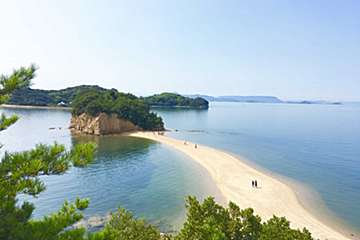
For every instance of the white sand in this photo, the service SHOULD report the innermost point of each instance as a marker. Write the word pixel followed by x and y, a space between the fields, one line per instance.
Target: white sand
pixel 233 177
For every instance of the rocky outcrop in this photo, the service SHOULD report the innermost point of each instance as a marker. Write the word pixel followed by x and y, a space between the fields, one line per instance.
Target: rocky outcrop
pixel 101 124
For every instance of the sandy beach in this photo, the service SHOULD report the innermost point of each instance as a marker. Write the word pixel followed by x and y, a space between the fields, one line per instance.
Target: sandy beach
pixel 233 177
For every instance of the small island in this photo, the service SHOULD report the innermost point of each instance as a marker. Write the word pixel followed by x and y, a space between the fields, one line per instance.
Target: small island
pixel 176 100
pixel 64 98
pixel 111 112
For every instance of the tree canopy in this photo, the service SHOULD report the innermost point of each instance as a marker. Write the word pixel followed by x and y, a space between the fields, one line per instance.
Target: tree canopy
pixel 126 106
pixel 176 100
pixel 20 172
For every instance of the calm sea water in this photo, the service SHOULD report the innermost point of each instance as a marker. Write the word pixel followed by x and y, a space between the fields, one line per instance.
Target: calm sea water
pixel 317 145
pixel 140 175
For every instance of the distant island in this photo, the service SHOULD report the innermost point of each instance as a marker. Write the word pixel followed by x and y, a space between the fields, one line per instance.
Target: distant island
pixel 64 98
pixel 256 99
pixel 110 112
pixel 176 100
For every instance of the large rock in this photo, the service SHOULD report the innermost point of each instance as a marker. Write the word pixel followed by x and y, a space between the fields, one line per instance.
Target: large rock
pixel 101 124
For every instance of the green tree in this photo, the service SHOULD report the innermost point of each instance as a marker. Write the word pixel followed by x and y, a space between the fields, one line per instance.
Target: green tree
pixel 8 83
pixel 208 220
pixel 126 106
pixel 123 226
pixel 19 174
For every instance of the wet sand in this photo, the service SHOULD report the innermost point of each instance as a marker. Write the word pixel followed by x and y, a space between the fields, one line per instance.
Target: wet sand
pixel 233 177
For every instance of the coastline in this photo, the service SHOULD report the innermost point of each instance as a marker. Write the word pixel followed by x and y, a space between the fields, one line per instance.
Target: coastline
pixel 232 175
pixel 34 107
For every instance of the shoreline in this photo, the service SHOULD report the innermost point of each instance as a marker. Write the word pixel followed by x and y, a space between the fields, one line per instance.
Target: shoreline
pixel 233 175
pixel 9 106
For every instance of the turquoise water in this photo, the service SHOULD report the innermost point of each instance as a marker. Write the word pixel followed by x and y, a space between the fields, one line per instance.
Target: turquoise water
pixel 318 145
pixel 140 175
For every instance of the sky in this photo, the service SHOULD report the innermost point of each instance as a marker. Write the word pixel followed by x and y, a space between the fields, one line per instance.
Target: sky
pixel 290 49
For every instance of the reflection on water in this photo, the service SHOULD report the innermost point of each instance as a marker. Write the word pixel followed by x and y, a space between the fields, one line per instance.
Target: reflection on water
pixel 318 145
pixel 140 175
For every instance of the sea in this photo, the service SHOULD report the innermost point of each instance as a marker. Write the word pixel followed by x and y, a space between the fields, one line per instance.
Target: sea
pixel 313 147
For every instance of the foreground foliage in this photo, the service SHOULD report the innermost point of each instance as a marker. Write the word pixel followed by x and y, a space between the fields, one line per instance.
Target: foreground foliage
pixel 126 106
pixel 20 172
pixel 205 221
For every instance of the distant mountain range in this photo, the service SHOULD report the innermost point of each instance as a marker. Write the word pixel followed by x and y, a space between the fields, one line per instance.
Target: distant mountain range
pixel 256 99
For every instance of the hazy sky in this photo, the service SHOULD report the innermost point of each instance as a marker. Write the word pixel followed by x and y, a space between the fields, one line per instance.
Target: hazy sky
pixel 290 49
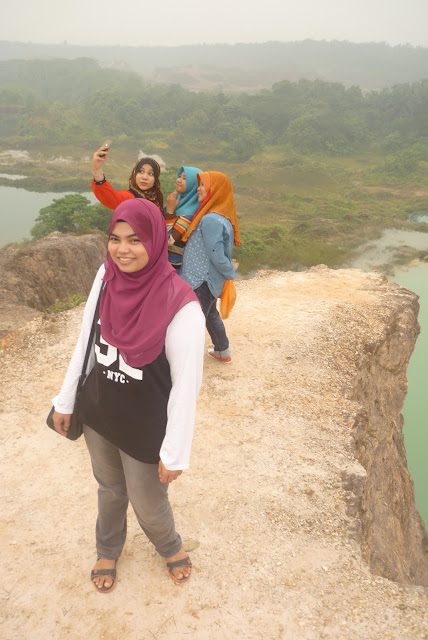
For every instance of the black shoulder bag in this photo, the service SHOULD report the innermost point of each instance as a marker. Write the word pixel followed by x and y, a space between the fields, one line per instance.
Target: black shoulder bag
pixel 75 429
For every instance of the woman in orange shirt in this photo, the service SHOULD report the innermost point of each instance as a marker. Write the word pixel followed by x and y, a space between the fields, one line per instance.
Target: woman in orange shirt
pixel 143 181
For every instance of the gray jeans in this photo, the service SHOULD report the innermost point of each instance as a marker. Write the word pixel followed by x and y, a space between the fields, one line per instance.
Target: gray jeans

[WRITTEN PROBLEM] Rewrite all of the material above, changing "innermost point" to "center point" everywhere and keeping everything else unchanged. Omit the pictures.

[COMPLETE OUTPUT]
For every instance of the white sand in this photo, the service SHOULD report the center point of each instance as a marker. Write the word pixel followed by x and y, a space between the fields, one line per instance.
Target: white sand
pixel 233 177
For every instance of the rocky outcrop in this photo, the service SHOULD report the center point of each instance as a marker. Write the word pixel followed by x and y, a space between the fields, one line per instance.
Target: rocky outcrop
pixel 101 124
For every instance of the sandy beach in this photo, the service SHOULD report the center point of each instance as a marker. Write the word pixel followed by x and y, a space between the fields, one line per instance.
Target: sandy beach
pixel 233 177
For every instance of the small island in this photo, the service SHOULD report the center point of each instance as a marker. Write the word pixel followed by x and y, a space between the fields, one line per instance.
Target: small island
pixel 176 100
pixel 64 98
pixel 111 112
For every instance of the tree canopy in this photo, the service SHOULD report the center point of each instance as a marker. Write the word pixel followed by x and y, a space between the fields, one line per instance.
Target: tree canopy
pixel 126 106
pixel 176 100
pixel 20 172
For every instance of the calm sea water in this photo, the service SHOULD report the center point of each instance as a marker. Write the word pixel followed by x and y, a space between the fields, one line per instance.
Target: calm sea water
pixel 317 145
pixel 140 175
For every instance of the distant island in this photo, the service SHOULD report the center point of each instance as a marker. Write the word pixel followed by x and y, a space between the fields, one line per instance.
Target: distant island
pixel 64 98
pixel 256 99
pixel 110 112
pixel 176 100
For every instance of the large rock in this photo, the service SHOULD report the center point of each instance as a marker. Write the word pixel followed by x and y, a space between the fields, one line per instance.
Target: large rock
pixel 101 124
For every instance of the green tree in this photo, the service SHOULD report the center point of each instance as a marker. Write the word pixel followed by x and y, a space between the fields, one line per instance.
Target: green tree
pixel 8 83
pixel 208 220
pixel 126 106
pixel 123 226
pixel 19 174
For every instance of the wet sand in this photo, the service SHOULD report the center point of each instance as a marker. Write the word pixel followed by x and y, a space between the fields, one line per instance.
Target: wet sand
pixel 233 177
For every instance of the coastline in this photo, the service SHOULD report the center point of each instance as a marker. Write the word pixel followed by x and y, a space between the fields, one line per instance.
Target: coastline
pixel 232 175
pixel 34 107
For every instance of the shoreline in this photo, the service SHOULD report the center point of each instance as a marker. Write the word pixel followed by x and y, a space between the fields, one line per instance.
Target: shoreline
pixel 233 175
pixel 9 106
For every instance of the turquoise water in this photo, the service SHOULD report the center point of each instance as a marker. Write the word pixel followed by x and y, a space between the fields, one line per instance.
Target: turquoise water
pixel 318 145
pixel 140 175
For every instance of the sky in this photo, the service SHOULD report the center point of each instance as a marker. Write the word pixel followed by x and y, a space between the fields, one line per instance.
Target: sky
pixel 290 49
For every instance of the reflection on water in this photo, the service SHOULD report the center point of each instance as a marker. Write the word pixel followed by x and y, a space between the fields, one line per instance.
Target: reflection on water
pixel 318 145
pixel 140 175
For every instance of the sea in this photo, the service SHOULD report the center point of each instance as a marker. Write the word pixel followed by x and y, a space between the fields, one line per instance.
Target: sea
pixel 313 147
For every instance of the foreground foliage in this photo, the service SHOULD report the center point of each instance as a marker. Write the word pixel followed by x and y, a space between the fields, one line per instance.
Target: foreground foliage
pixel 126 106
pixel 20 172
pixel 205 221
For every instance of the distant mountain range in this photo, the service SHOULD report the center point of each instance as a marker. Write the word pixel followed by x and y, a space between the fields, one line per instance.
Target: distant mountain range
pixel 256 99
For every instance of the hazy sky in this photo, the service SHOULD report the center point of each instance as a marker. Write the word pixel followed by x and y, a space between the fields, one line per instance.
Target: hazy sky
pixel 290 49
For every instance of the black shoulder bag in this photo, the service SHOULD report the center point of each instance as a marker. Write the word pixel followed by x and y, a space between the fields, one line per instance.
Target: black shoulder bag
pixel 75 429
For every instance of the woman in orange shirt in this photo, the service SHOULD report the center point of each instance as a marker. Write the word pixel followed by x and y, a space between the fields, one line per instance.
Target: woman in orange shirt
pixel 143 181
For every instance of the gray jeans in this photo, the service SHOULD report the center point of each instance as a marker. Write the word pixel followed by x and y, a space between the fields, one line per instance.
Target: gray jeans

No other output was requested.